EXERCISE:
Everything from the line containing "find | shadow on wall" down to the last line of the entries below must be transcribed exactly, and nothing else.

SUPPLIED ENTRIES:
• • •

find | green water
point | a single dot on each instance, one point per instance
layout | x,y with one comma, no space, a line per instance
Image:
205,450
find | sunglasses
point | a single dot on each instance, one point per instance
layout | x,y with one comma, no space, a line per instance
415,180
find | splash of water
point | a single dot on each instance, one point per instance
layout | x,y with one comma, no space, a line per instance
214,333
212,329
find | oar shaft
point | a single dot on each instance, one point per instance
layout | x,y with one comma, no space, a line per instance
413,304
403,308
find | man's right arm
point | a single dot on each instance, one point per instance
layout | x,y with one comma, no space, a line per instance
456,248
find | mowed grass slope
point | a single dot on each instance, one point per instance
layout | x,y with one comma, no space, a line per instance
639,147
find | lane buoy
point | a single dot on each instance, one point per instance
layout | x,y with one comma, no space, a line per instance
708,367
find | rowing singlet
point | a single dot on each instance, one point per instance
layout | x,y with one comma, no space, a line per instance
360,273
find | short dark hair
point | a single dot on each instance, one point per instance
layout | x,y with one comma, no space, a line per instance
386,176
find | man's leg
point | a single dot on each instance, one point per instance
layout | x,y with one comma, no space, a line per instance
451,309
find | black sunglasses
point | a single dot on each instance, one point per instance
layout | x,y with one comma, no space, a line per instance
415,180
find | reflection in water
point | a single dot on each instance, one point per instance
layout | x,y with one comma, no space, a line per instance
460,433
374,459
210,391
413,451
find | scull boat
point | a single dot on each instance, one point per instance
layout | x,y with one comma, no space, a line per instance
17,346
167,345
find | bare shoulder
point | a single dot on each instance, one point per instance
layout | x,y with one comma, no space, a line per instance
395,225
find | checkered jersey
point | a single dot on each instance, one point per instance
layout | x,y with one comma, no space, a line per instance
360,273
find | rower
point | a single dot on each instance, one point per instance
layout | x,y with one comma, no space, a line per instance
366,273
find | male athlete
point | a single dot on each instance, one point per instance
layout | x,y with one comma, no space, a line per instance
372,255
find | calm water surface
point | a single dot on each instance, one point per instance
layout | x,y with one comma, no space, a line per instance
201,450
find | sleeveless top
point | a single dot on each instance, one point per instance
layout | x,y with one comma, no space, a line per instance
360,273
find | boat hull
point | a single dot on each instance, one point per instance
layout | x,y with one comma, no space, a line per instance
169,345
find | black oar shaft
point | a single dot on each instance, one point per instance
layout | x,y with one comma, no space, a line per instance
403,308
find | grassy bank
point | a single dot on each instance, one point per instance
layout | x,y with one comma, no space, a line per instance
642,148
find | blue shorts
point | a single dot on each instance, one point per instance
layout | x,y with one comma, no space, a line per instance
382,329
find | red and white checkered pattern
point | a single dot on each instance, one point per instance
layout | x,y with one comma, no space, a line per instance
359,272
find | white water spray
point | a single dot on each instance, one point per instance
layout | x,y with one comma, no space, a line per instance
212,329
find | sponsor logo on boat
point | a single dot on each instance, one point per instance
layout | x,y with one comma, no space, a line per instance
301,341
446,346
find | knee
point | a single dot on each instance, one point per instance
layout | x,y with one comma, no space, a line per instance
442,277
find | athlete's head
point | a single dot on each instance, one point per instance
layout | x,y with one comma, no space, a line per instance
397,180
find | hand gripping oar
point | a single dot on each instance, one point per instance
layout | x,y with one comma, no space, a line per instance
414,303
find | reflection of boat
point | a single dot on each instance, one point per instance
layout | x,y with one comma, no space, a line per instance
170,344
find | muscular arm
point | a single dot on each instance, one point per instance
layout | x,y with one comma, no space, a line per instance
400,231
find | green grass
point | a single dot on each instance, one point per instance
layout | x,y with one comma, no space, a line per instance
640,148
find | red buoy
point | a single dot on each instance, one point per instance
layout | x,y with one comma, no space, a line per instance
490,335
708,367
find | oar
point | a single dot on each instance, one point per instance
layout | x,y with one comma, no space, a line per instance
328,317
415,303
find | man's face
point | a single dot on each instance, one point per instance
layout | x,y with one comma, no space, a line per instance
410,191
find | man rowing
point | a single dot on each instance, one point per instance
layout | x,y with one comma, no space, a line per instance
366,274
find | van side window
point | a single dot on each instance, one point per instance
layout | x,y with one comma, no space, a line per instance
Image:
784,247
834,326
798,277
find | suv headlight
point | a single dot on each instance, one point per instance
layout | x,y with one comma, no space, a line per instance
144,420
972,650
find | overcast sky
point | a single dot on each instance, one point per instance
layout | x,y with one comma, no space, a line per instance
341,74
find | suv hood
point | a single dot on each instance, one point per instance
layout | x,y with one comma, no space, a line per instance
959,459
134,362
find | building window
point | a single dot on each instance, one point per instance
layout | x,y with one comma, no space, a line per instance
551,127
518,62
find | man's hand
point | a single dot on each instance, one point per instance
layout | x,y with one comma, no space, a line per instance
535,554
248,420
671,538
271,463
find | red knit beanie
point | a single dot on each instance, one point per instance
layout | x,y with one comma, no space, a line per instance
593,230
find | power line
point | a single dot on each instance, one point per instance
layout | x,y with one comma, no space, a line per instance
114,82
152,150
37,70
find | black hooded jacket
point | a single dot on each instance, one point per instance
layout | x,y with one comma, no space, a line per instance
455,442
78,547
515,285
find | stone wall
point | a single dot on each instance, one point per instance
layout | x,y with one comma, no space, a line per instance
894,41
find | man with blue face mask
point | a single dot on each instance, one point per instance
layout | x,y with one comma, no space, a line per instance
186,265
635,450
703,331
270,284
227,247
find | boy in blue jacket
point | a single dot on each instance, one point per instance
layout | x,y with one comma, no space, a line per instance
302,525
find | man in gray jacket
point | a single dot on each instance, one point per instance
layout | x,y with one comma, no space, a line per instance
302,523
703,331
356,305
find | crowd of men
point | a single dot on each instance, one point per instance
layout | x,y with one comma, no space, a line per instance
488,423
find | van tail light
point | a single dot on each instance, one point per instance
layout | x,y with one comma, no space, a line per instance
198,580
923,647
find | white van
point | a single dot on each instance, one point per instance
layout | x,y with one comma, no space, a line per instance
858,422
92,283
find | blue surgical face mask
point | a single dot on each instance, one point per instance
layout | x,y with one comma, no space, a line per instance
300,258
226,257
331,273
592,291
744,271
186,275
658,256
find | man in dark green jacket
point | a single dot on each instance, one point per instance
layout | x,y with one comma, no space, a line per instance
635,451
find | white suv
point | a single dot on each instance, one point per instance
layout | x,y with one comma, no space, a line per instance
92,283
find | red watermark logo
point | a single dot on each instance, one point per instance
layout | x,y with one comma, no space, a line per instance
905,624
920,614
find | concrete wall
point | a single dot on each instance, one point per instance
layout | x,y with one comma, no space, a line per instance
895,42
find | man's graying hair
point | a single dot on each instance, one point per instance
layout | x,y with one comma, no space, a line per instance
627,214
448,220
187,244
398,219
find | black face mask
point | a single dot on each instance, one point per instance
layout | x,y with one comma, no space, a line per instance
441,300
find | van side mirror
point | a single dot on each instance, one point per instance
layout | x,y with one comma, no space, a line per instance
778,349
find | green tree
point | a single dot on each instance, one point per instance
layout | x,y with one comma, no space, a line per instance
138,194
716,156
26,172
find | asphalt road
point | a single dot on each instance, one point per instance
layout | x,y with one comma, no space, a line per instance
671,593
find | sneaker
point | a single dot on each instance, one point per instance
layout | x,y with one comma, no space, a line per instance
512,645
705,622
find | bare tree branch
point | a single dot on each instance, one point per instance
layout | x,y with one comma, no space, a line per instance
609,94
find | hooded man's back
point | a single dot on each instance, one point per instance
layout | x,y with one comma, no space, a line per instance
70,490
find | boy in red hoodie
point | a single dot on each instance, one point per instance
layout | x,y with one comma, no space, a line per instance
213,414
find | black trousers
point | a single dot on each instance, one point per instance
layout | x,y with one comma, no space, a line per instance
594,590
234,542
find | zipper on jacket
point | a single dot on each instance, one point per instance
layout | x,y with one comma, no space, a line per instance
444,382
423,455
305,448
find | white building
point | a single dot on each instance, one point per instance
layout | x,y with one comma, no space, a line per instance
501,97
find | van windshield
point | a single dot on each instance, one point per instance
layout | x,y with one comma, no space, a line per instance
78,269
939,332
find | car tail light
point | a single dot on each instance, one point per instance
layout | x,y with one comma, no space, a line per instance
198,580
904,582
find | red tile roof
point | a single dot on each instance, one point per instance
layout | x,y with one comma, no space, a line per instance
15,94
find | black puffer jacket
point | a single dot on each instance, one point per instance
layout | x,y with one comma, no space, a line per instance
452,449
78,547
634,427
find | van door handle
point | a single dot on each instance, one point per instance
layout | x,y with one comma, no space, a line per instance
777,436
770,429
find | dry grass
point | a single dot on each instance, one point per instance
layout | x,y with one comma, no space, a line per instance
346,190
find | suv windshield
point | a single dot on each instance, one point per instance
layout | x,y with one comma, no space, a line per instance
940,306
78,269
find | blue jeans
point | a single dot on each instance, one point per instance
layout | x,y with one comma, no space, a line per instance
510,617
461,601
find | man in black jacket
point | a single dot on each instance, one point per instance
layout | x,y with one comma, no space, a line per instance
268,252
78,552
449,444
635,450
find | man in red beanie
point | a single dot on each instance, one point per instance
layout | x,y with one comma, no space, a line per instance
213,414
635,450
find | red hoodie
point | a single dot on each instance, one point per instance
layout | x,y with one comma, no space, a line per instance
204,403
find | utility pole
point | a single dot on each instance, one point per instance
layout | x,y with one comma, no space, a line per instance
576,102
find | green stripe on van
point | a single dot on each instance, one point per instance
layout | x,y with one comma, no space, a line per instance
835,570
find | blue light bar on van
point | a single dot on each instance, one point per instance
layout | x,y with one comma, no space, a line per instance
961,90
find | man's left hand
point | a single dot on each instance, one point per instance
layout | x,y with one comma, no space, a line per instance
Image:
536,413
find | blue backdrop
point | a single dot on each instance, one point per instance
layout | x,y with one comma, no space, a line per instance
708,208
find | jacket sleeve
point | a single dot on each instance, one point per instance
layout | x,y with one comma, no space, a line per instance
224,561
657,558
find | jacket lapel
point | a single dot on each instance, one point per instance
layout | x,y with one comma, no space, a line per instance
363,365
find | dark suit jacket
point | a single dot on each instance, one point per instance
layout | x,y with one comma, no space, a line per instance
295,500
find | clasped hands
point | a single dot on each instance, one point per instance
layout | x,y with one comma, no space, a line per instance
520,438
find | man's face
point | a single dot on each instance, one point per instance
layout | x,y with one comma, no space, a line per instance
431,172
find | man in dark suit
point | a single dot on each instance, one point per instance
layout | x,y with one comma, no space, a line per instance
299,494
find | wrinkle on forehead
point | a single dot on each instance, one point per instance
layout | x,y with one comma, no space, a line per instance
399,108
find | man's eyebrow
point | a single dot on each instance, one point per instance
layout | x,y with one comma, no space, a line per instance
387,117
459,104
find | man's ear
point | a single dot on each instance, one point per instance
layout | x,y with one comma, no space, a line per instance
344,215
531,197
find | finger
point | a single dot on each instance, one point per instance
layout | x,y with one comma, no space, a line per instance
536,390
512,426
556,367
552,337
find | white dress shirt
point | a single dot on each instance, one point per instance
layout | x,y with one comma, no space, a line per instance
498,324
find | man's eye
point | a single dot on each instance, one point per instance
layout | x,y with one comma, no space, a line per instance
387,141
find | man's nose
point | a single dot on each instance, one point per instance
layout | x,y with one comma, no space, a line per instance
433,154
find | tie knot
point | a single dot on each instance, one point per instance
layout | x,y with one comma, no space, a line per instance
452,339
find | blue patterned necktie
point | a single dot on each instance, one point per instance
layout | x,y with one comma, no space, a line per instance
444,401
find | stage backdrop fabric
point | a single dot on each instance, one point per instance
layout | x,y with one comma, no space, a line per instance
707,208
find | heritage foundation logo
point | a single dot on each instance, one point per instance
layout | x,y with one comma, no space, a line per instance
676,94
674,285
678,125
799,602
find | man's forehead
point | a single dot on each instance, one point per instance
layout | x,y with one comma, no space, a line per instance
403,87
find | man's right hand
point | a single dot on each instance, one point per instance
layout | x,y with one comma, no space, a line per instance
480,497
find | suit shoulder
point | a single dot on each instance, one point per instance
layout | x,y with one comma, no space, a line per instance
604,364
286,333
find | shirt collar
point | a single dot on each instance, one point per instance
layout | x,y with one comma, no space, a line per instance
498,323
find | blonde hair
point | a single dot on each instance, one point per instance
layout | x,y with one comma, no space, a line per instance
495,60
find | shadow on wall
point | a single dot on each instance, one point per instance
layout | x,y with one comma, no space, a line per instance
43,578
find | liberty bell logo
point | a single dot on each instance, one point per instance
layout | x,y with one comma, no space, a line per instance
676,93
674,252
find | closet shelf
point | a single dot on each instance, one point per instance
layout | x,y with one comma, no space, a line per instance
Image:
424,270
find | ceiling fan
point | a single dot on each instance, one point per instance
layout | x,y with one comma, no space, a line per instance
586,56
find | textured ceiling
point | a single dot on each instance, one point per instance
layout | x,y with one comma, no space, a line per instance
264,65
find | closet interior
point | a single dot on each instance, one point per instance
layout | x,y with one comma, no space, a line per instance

• • •

SOLUTION FOR THIS PROBLEM:
find | shadow on wall
point | a single dot on each instance, one point per instance
layout | x,y with one comma, no space, a line per instance
43,578
find | liberty bell logo
point | a single dot on each instance, one point per instance
layout | x,y with one comma, no space, a line per instance
676,93
674,252
find | closet shelf
point | a single dot on each instance, one point per instance
layout | x,y with one comma, no space, a line per instance
Image:
424,270
find | ceiling fan
point | a single dot on each instance, one point per instance
layout | x,y with one comma, no space, a line per instance
586,56
find | textured ceiling
point | a single dot on each instance, one point per instance
layout | x,y with one comma, no space, a line per instance
264,65
find | closet interior
point | a single dot on each instance, one point per instance
layout | x,y with one comma, no space, a line per instance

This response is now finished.